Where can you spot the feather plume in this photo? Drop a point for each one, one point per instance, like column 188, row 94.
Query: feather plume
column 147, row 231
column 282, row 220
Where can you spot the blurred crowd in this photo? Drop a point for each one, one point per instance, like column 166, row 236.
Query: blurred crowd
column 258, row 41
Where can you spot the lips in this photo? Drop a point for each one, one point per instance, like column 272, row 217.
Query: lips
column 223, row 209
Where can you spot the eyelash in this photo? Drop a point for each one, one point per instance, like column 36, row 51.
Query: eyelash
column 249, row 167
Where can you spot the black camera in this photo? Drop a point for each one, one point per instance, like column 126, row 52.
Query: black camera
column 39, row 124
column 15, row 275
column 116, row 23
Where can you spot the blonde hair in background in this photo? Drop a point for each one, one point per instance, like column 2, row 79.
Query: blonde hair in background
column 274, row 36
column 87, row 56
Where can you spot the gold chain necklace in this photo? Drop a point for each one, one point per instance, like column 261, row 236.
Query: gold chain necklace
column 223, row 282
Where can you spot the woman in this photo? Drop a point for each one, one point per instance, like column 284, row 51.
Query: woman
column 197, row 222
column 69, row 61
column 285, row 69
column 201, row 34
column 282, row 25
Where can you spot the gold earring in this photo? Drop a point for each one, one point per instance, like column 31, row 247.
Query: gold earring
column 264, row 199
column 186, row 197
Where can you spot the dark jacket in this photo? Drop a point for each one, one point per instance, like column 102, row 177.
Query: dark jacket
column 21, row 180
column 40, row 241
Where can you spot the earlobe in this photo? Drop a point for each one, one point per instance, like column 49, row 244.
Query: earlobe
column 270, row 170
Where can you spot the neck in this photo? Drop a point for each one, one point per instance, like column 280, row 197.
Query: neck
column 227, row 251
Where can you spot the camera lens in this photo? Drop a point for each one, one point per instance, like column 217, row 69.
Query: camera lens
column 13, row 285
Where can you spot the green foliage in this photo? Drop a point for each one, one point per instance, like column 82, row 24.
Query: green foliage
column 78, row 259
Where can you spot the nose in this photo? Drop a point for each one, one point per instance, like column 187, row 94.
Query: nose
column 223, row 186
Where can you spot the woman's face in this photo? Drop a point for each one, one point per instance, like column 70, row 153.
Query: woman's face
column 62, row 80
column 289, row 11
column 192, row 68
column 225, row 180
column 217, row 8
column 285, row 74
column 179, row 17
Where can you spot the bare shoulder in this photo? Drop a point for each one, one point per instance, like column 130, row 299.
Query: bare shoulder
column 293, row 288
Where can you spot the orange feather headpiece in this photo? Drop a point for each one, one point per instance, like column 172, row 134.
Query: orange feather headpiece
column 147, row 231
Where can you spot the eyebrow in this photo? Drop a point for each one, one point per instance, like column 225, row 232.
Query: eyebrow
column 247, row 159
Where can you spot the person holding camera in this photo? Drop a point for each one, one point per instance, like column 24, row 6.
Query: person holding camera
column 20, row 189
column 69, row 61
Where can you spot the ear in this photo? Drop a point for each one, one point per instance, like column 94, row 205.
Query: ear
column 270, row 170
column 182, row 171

● WHAT TO WORK ON: From the data above, pull out every line from the line with "Where can you spot the gold chain" to the line with "column 282, row 25", both included, and reproduce them word for word.

● REPLY:
Where can you spot the gold chain necklace in this photo? Drop a point for each one, one point per instance, like column 261, row 236.
Query: gold chain necklace
column 223, row 282
Where can you spot the woman in this photo? Drop a point for each one, one point per instance, like column 284, row 51.
Query: woman
column 197, row 222
column 69, row 61
column 285, row 69
column 201, row 34
column 282, row 25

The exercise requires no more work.